# [Text provided]

.....

If you want to be half-glass full about it, after five straight losses — and eight in the last 10 games — you could say the building blocks were established in this dominant game the Montreal Canadiens played in Winnipeg on Saturday night.
But the Canadiens lost once again, this time 2-1 in overtime to the Winnipeg Jets, and there’s no telling how they’ll react come Tuesday at the Bell Centre against an Ottawa Senators team that’s beaten them in three of four games this season.
Interim head coach Dominique Ducharme said he told his players they deserved better, that he was pleased with what he saw in their implementation of the strategies he’s advanced since taking over for Claude Julien mid-week.
“It wasn’t perfect,” Ducharme said. “But when I say the game is honest and the points will come back to you, they’re going to come back this season at a point when we don’t deserve two points.”
Maybe he’s right. But who knows?
All things being equal, you’d think if the Canadiens play anywhere near as well at 5-on-5 as they did against Winnipeg — they out-shot the Jets 37-11 and out-chanced them 36-14 — a win’s in the bag come Tuesday.
But sometimes it takes more than that.
It takes a functional power play to come through in a tight game. It takes a good penalty kill. It takes players digging in and winning key faceoffs.
And this is where the Canadiens were undone against the Jets.
Nick Suzuki said after the game that it takes 60 minutes. “That’s what it’s going to take every night in the NHL.”
But the Canadiens should know by now, with this loss being the fifth one they’ve suffered in extra time this season, sometimes it takes 61 or 62, or more than 65.
This team can bank all the positive that came with its strong play at 5-on-5. It can even hope it carries forward.
But until these four trouble spots — the power play, the penalty kill, faceoffs and 3-on-3 overtime — get at least partially addressed, wins will be harder and harder to come by.
The power play entered the game as the 18th-best one in the NHL. It generated some good opportunities. That it got set up in the offensive zone and that its designed plays were almost perfectly executed, were pluses.
But on two of three shots that hit Connor Hellebuyck, Joel Armia was right there to provide a screen and he shifted out of the way and made the goalie's job easier. On the other one, Corey Perry parked himself right in front of the Jets netminder and Jesperi Kotkaniemi’s shot somehow (unfortunately) found glove.
The penalty kill found the right balance between passivity and aggression — something it had struggled immensely to do in the games leading up to this one — but a lost faceoff by Jake Evans and a curious decision by Alexander Romanov (who otherwise had an excellent game) to try to play goalie instead of taking his man screened Canadiens goaltender Jake Allen and gave Nikolaj Ehlers a goal.

.....

Dataset entries
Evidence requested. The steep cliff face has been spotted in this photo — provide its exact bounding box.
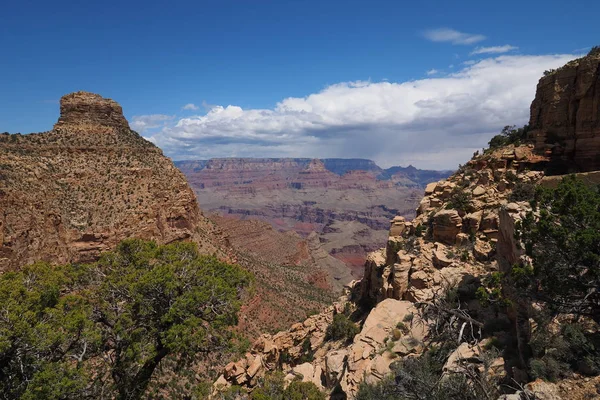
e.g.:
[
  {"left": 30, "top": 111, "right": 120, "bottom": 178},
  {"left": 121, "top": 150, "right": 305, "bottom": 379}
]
[
  {"left": 0, "top": 92, "right": 215, "bottom": 270},
  {"left": 176, "top": 158, "right": 449, "bottom": 277},
  {"left": 529, "top": 52, "right": 600, "bottom": 172},
  {"left": 361, "top": 145, "right": 546, "bottom": 303}
]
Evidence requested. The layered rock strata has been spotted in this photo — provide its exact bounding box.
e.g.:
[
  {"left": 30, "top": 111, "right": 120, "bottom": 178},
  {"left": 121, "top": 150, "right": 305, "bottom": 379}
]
[
  {"left": 529, "top": 52, "right": 600, "bottom": 172},
  {"left": 0, "top": 92, "right": 215, "bottom": 270}
]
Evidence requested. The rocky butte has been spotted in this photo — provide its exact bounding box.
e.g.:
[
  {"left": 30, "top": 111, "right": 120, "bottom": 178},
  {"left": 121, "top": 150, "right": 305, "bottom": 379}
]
[
  {"left": 175, "top": 158, "right": 450, "bottom": 276},
  {"left": 529, "top": 48, "right": 600, "bottom": 172},
  {"left": 0, "top": 92, "right": 351, "bottom": 337},
  {"left": 0, "top": 92, "right": 216, "bottom": 271}
]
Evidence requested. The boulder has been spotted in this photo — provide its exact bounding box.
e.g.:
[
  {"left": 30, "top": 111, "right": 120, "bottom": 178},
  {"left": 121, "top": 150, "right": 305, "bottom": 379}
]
[
  {"left": 525, "top": 379, "right": 562, "bottom": 400},
  {"left": 473, "top": 185, "right": 486, "bottom": 197},
  {"left": 473, "top": 239, "right": 493, "bottom": 262},
  {"left": 325, "top": 350, "right": 348, "bottom": 387},
  {"left": 432, "top": 243, "right": 453, "bottom": 269},
  {"left": 433, "top": 210, "right": 462, "bottom": 245},
  {"left": 425, "top": 182, "right": 437, "bottom": 195}
]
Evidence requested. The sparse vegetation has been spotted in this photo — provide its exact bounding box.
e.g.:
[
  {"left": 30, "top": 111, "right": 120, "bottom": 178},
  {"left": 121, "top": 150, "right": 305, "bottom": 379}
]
[
  {"left": 488, "top": 125, "right": 529, "bottom": 150},
  {"left": 250, "top": 372, "right": 325, "bottom": 400},
  {"left": 356, "top": 352, "right": 498, "bottom": 400},
  {"left": 517, "top": 176, "right": 600, "bottom": 323},
  {"left": 508, "top": 181, "right": 536, "bottom": 201},
  {"left": 0, "top": 240, "right": 250, "bottom": 399},
  {"left": 446, "top": 186, "right": 474, "bottom": 213},
  {"left": 325, "top": 314, "right": 359, "bottom": 341}
]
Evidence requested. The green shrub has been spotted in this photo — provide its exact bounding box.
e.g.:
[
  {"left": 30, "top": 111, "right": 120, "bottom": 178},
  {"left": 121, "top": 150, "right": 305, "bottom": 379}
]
[
  {"left": 284, "top": 380, "right": 325, "bottom": 400},
  {"left": 446, "top": 186, "right": 474, "bottom": 213},
  {"left": 325, "top": 314, "right": 360, "bottom": 341},
  {"left": 356, "top": 352, "right": 497, "bottom": 400},
  {"left": 0, "top": 240, "right": 251, "bottom": 400},
  {"left": 488, "top": 125, "right": 529, "bottom": 150},
  {"left": 515, "top": 176, "right": 600, "bottom": 323},
  {"left": 250, "top": 372, "right": 325, "bottom": 400}
]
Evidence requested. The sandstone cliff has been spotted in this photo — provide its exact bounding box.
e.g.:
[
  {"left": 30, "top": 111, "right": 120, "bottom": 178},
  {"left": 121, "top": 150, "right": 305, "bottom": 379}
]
[
  {"left": 0, "top": 92, "right": 215, "bottom": 270},
  {"left": 176, "top": 158, "right": 449, "bottom": 276},
  {"left": 529, "top": 52, "right": 600, "bottom": 172},
  {"left": 215, "top": 55, "right": 600, "bottom": 400}
]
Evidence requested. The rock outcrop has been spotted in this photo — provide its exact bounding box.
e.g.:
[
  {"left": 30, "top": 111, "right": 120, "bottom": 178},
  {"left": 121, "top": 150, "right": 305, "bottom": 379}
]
[
  {"left": 0, "top": 92, "right": 220, "bottom": 271},
  {"left": 361, "top": 145, "right": 545, "bottom": 303},
  {"left": 214, "top": 285, "right": 427, "bottom": 398},
  {"left": 529, "top": 49, "right": 600, "bottom": 172}
]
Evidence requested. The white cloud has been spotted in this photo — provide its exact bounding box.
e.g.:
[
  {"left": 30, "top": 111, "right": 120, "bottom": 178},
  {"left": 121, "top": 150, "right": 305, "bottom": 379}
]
[
  {"left": 423, "top": 28, "right": 485, "bottom": 44},
  {"left": 130, "top": 114, "right": 175, "bottom": 133},
  {"left": 181, "top": 103, "right": 200, "bottom": 111},
  {"left": 471, "top": 44, "right": 518, "bottom": 55},
  {"left": 146, "top": 55, "right": 574, "bottom": 169}
]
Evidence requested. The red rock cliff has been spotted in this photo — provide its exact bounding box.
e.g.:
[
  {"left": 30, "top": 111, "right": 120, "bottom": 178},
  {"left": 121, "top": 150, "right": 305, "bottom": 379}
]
[
  {"left": 0, "top": 92, "right": 214, "bottom": 271},
  {"left": 529, "top": 52, "right": 600, "bottom": 172}
]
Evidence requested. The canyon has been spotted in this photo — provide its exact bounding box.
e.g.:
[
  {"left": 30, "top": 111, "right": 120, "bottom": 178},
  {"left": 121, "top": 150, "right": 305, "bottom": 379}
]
[
  {"left": 175, "top": 158, "right": 450, "bottom": 276},
  {"left": 213, "top": 48, "right": 600, "bottom": 400},
  {"left": 0, "top": 92, "right": 342, "bottom": 337}
]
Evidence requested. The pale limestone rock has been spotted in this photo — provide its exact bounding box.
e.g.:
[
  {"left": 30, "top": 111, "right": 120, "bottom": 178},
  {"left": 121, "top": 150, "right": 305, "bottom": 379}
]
[
  {"left": 442, "top": 343, "right": 483, "bottom": 374},
  {"left": 463, "top": 210, "right": 483, "bottom": 232},
  {"left": 433, "top": 243, "right": 453, "bottom": 268},
  {"left": 433, "top": 210, "right": 462, "bottom": 244}
]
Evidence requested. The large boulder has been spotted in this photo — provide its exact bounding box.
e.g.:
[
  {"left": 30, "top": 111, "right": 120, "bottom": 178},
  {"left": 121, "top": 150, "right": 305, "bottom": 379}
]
[{"left": 433, "top": 210, "right": 462, "bottom": 245}]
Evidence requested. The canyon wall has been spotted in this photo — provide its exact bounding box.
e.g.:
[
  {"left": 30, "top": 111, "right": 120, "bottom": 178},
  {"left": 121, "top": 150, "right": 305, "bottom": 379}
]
[
  {"left": 529, "top": 51, "right": 600, "bottom": 173},
  {"left": 0, "top": 92, "right": 216, "bottom": 271},
  {"left": 175, "top": 158, "right": 450, "bottom": 277}
]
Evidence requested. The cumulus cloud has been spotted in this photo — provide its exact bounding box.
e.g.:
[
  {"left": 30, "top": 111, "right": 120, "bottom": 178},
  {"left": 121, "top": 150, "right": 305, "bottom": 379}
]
[
  {"left": 130, "top": 114, "right": 175, "bottom": 133},
  {"left": 423, "top": 28, "right": 486, "bottom": 44},
  {"left": 471, "top": 44, "right": 518, "bottom": 55},
  {"left": 181, "top": 103, "right": 200, "bottom": 111},
  {"left": 146, "top": 55, "right": 574, "bottom": 169}
]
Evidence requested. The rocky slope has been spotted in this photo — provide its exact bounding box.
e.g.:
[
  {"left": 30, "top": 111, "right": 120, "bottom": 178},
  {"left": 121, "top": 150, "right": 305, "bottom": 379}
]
[
  {"left": 529, "top": 50, "right": 600, "bottom": 172},
  {"left": 0, "top": 92, "right": 216, "bottom": 270},
  {"left": 0, "top": 92, "right": 350, "bottom": 337},
  {"left": 176, "top": 158, "right": 449, "bottom": 277},
  {"left": 214, "top": 51, "right": 600, "bottom": 400},
  {"left": 215, "top": 145, "right": 547, "bottom": 399}
]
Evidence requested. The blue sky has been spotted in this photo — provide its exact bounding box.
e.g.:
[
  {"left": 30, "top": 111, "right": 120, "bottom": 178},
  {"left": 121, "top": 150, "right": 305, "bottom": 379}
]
[{"left": 0, "top": 0, "right": 600, "bottom": 168}]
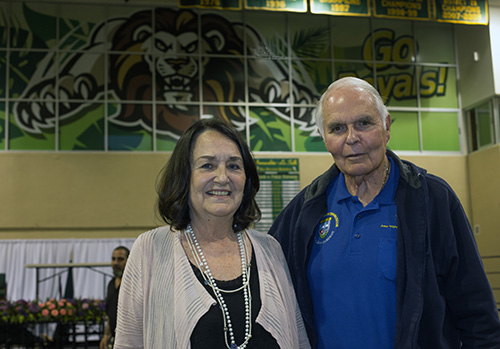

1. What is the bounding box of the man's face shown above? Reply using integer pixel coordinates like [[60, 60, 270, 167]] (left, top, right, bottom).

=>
[[111, 249, 127, 278], [323, 88, 391, 177]]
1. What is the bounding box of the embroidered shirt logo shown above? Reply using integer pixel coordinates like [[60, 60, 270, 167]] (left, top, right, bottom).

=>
[[314, 212, 339, 245]]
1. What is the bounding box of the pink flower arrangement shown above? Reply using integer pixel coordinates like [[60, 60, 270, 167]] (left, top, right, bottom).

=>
[[0, 298, 106, 324]]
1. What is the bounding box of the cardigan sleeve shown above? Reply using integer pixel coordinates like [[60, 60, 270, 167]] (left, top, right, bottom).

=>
[[114, 231, 148, 349]]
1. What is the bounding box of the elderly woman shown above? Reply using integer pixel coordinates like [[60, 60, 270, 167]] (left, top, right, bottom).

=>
[[115, 119, 309, 349]]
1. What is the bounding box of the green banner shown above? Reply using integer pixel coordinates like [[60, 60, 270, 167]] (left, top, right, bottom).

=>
[[255, 158, 300, 232], [310, 0, 370, 16], [374, 0, 431, 20], [179, 0, 242, 10], [245, 0, 307, 12], [434, 0, 488, 25]]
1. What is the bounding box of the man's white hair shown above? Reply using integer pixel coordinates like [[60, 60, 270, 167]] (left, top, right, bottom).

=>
[[314, 76, 389, 137]]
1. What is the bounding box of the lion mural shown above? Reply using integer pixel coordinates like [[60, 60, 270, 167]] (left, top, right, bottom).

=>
[[14, 8, 318, 137]]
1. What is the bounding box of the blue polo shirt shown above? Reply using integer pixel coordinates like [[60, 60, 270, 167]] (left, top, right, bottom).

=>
[[307, 159, 399, 349]]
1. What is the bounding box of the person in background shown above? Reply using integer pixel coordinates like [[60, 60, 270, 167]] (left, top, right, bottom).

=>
[[269, 77, 500, 349], [99, 246, 130, 349], [115, 119, 309, 349]]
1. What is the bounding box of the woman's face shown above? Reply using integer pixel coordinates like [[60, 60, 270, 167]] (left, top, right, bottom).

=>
[[189, 130, 246, 222]]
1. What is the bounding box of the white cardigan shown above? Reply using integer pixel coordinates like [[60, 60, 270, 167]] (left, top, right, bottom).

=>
[[114, 226, 310, 349]]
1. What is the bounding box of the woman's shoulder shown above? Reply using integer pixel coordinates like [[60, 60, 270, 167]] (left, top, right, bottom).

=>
[[247, 228, 280, 247], [136, 225, 177, 244]]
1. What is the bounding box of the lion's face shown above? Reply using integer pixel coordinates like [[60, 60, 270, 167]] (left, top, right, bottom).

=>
[[144, 32, 205, 102]]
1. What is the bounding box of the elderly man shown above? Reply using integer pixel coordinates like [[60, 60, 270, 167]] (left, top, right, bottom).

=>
[[99, 246, 130, 349], [270, 77, 500, 349]]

.....

# [Task to carry out]
Pick up the game report on the Canadiens' 2-1 overtime loss to the Jets and continue it after its final sentence. The records stand apart from the text and are separate material.

# [Task answer]
Moments before that, Phillip Danault won a defensive zone draw clean and the puck went down the ice, and the Canadiens kept it out of their own end for 1:20. But the loss from Evans later was a killer for the 22nd-ranked penalty kill in the NHL.
The Canadiens came into the game with the 28th-best faceoff numbers and made them worse. That element of the game cost them both in regulation and overtime.
The Jets threw three forwards over the boards to start the extra frame, with Paul Stastny at centre and Ehlers and Kyle Connor roving. Montreal countered with Jeff Petry on defence, which makes sense considering he’s been among the three highest-scoring blue-liners in the NHL all season, and Armia was out there because Ducharme said he thought he was one of the Canadiens’ best players in the game.
Danault came on for one reason and one reason only.
“The first thing for me was that they have three forwards, we have to take possession of the puck right away,” said Ducharme. “I don’t want to say exactly what we wanted to do, but if we take possession of the puck and we keep it, I think at one point we can pick the right time with good changes to make them pay.”
It’s a logical explanation, but Danault lost the faceoff cleanly and the Canadiens didn’t touch the puck again until Allen was fishing it out of their net.
He’s been through losing spells like these. The last one he was a part of was with the St. Louis Blues, who spiralled to last in the NHL, fired head coach Mike Yeo, replaced him with Craig Berube and then went on to win the Stanley Cup.
The turnaround, Allen said Saturday, took two to three weeks.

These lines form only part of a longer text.